### Your instructions
Please recast the records from the line with "Find the light" to the line with "104), (211, 204)]" as a two-column CSV with columns text and answer, one row per record. Put each value in a single quoted field with line breaks changed to spaces, and leave the pictures out.

>> Begin Raw data

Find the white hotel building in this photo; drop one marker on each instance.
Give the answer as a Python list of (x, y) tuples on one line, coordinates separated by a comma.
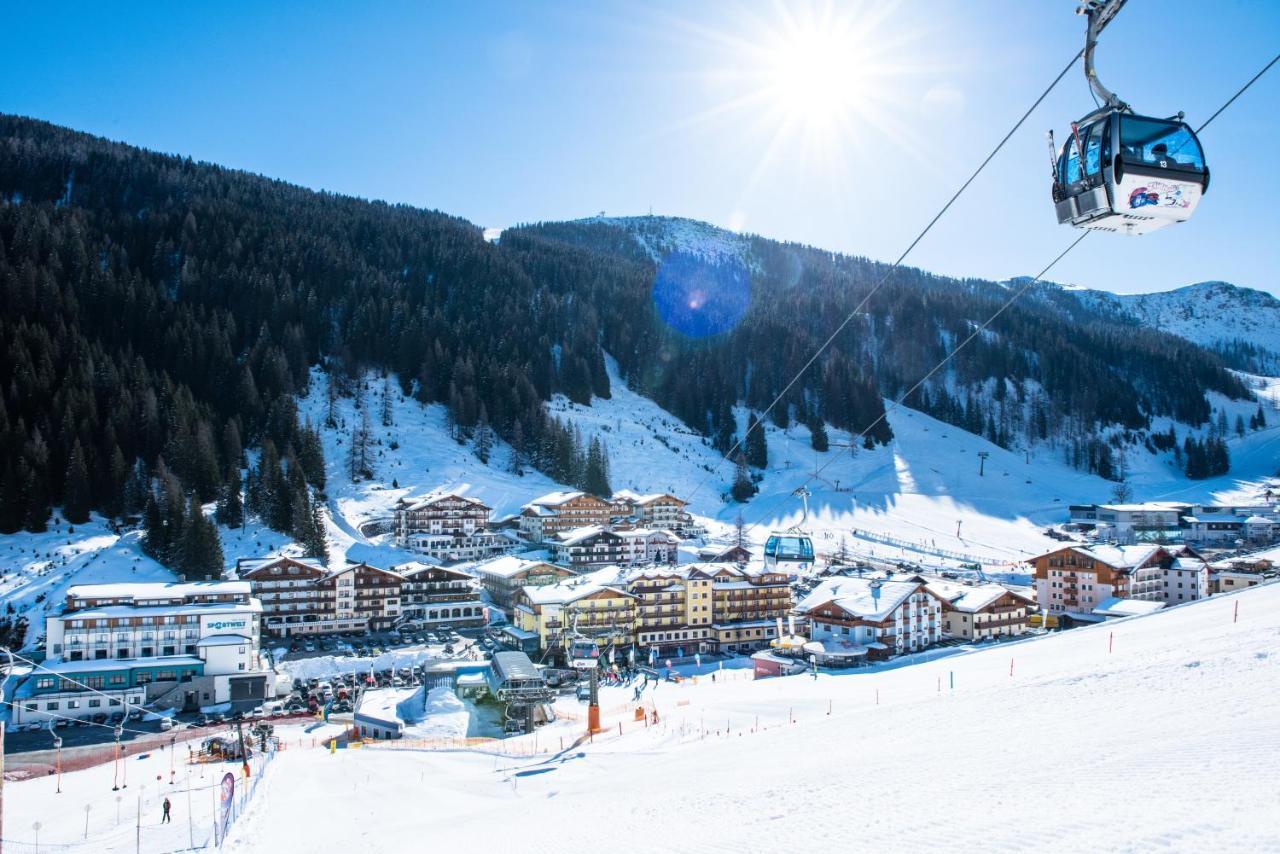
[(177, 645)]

>> End Raw data
>> Begin Raw data

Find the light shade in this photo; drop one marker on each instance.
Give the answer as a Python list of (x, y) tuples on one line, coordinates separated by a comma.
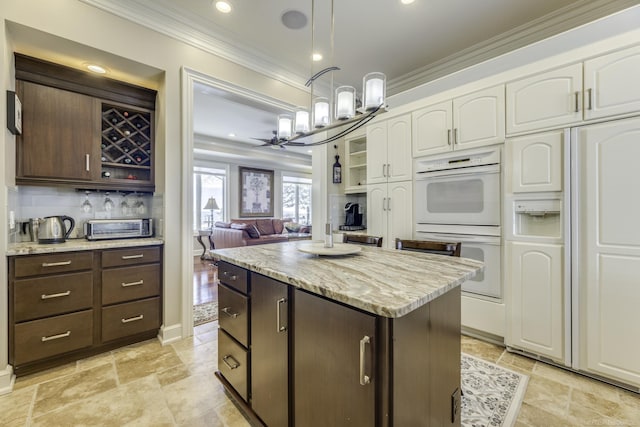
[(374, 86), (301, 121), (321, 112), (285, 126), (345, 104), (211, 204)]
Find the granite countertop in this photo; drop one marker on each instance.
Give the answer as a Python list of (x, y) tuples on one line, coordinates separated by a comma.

>> End Raw data

### Final result
text,answer
"Find the light shade in this photo; drop one marker on each instance. Give the answer as a Python list of (x, y) tuples on one line, coordinates separated by a comma.","[(374, 86), (301, 121), (321, 112), (285, 126), (345, 104), (211, 204)]"